┌─ Données fournies
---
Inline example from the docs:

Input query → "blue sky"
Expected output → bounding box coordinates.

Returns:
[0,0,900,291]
└─
Consigne de travail - Recopiez intégralement la liste ci-dessus, ligne par ligne, en ajoutant -112 à chacune des coordonnées de boîtes englobantes qui figurent dans les réponses.

Solution rédigée -
---
Inline example from the docs:

Input query → "blue sky"
Expected output → bounding box coordinates.

Returns:
[-112,-112,788,179]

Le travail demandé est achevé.